### [TASK STATEMENT]
Take from the material every line containing the string "umbrella" and copy it.

### [INPUT MATERIAL]
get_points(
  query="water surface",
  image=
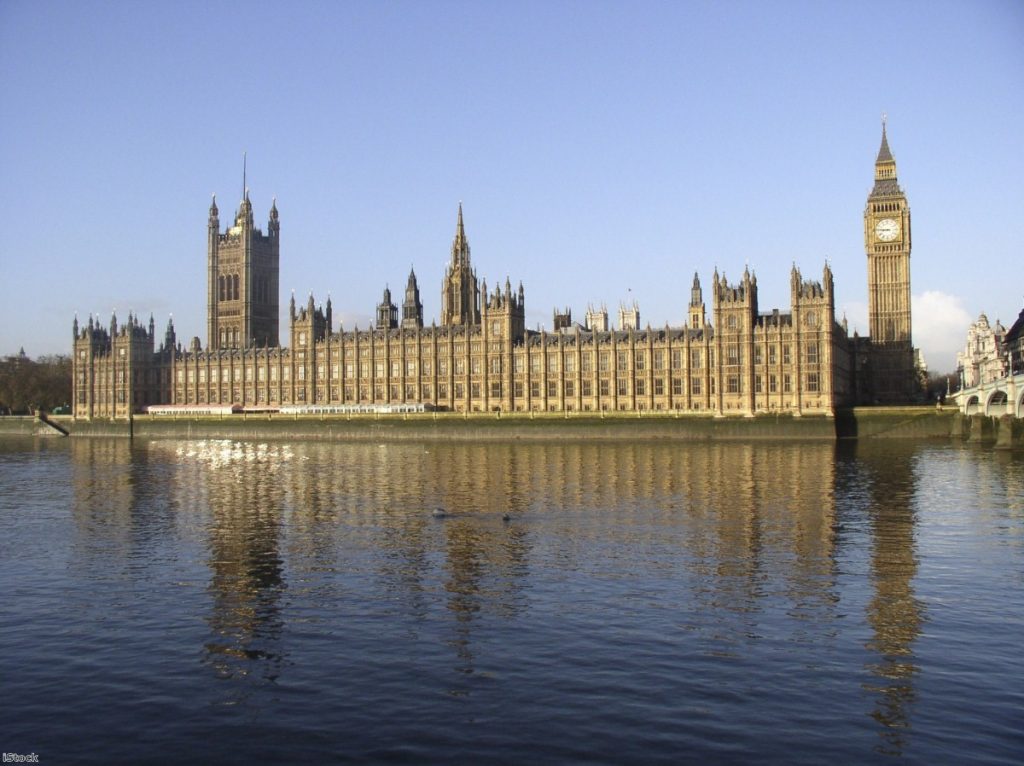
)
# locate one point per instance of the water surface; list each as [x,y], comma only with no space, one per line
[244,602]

---

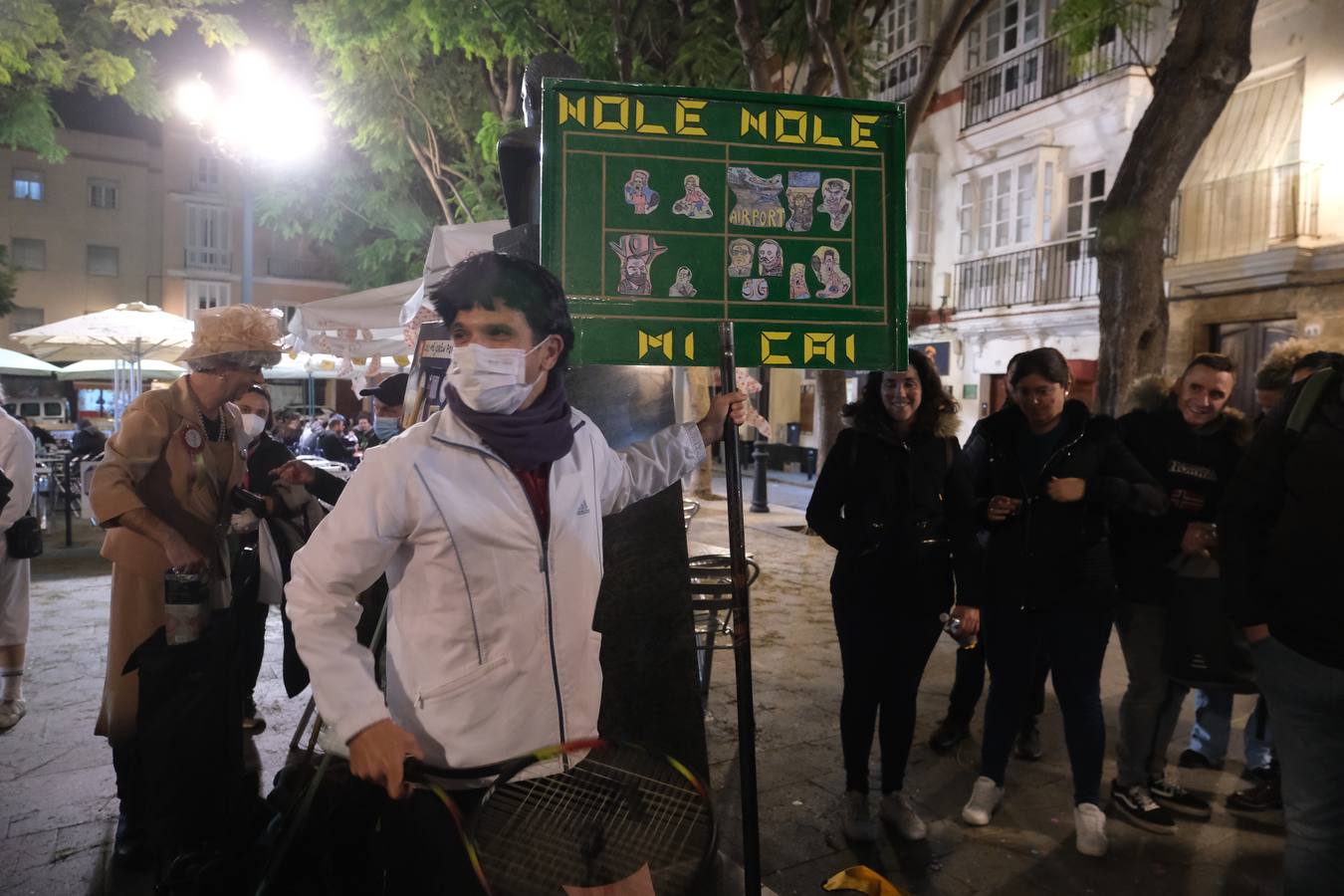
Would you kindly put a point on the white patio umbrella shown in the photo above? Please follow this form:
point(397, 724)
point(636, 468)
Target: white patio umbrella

### [OUTPUT]
Would you kindly put a point on the white patio umbrella shown in the photo above? Please follow this form:
Target: white patio umbrella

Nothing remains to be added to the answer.